Image region outline records:
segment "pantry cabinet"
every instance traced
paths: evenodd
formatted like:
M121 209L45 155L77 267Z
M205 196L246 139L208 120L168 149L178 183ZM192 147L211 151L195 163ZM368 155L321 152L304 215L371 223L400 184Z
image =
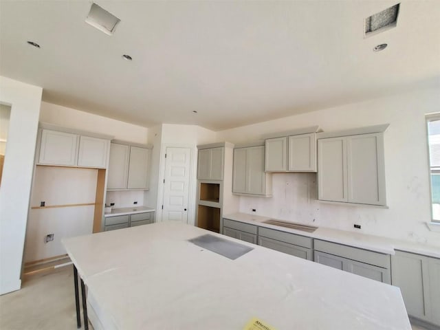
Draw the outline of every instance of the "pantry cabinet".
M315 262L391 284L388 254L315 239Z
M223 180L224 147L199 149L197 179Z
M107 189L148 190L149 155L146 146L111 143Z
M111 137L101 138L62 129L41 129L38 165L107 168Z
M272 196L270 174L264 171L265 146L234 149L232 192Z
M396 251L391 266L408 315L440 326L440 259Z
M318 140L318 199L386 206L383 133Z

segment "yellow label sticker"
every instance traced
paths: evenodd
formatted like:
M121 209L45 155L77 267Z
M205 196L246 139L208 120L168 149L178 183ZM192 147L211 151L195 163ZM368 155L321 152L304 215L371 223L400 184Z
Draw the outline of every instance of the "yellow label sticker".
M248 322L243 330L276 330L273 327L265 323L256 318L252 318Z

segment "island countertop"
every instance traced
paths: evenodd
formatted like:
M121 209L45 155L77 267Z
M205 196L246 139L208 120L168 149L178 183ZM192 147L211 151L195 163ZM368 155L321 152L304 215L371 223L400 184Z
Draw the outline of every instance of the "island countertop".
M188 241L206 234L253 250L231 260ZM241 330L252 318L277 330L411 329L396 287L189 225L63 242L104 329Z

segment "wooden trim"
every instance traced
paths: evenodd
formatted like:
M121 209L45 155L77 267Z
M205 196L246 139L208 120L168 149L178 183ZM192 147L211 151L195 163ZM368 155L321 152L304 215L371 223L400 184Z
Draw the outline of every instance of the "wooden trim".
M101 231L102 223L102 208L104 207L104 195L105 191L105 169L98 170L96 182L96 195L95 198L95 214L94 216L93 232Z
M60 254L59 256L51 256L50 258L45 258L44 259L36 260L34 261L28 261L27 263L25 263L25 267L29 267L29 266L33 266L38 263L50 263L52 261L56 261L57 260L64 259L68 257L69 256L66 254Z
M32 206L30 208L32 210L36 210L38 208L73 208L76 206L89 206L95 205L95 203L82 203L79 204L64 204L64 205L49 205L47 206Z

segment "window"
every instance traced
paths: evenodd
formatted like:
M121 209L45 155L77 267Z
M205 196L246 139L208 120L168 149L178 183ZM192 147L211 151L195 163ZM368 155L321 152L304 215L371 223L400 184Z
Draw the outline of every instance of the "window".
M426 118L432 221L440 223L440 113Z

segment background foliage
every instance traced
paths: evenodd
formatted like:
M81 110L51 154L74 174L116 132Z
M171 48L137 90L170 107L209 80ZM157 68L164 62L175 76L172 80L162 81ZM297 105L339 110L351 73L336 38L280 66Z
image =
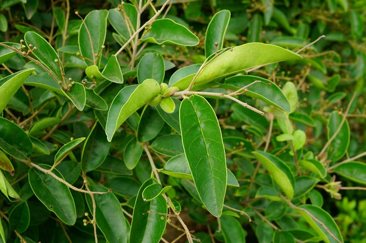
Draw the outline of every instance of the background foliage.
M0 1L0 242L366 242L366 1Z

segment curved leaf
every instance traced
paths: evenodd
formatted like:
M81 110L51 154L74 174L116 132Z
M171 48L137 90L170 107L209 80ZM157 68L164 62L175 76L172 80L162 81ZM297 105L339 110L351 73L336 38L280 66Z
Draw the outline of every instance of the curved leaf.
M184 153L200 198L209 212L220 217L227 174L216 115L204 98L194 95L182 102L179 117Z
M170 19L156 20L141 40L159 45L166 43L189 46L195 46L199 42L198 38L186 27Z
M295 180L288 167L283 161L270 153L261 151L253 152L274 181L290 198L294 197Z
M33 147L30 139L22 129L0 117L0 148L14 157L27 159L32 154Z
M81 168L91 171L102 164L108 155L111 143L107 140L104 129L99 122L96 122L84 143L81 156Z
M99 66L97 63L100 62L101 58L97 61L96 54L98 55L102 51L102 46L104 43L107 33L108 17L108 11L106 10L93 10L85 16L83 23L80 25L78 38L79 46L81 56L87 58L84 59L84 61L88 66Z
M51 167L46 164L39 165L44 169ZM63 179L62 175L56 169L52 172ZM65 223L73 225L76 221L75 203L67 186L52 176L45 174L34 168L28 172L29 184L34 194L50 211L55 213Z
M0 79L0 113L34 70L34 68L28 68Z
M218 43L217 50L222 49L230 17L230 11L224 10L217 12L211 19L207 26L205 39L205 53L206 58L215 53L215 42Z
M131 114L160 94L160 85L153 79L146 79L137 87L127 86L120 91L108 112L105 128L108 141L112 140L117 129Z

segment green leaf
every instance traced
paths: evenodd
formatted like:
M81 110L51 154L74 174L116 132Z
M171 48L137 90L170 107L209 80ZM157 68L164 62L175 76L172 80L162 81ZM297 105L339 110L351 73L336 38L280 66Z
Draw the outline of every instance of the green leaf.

§ Challenge: Reproduce the lines from the beginning of the records through the line that contains "M318 140L318 199L386 206L383 133Z", including that line. Omit the pictures.

§ Expected answer:
segment "pantry cabinet"
every instance traced
paths: evenodd
formatted like:
M121 209L45 155L77 267Z
M205 196L246 139L208 120L168 149L178 183ZM192 147L211 151L195 163ZM368 155L321 152L304 215L371 223L400 184Z
image =
Draw the outline of every instance of the "pantry cabinet".
M315 262L391 284L388 254L315 239Z
M223 180L224 147L199 149L197 179Z
M107 189L148 190L149 155L146 146L111 143Z
M111 137L101 138L62 129L41 129L38 165L107 168Z
M272 196L270 174L264 171L265 146L234 149L232 192Z
M396 251L391 266L408 315L440 326L440 259Z
M318 140L318 199L386 206L383 133Z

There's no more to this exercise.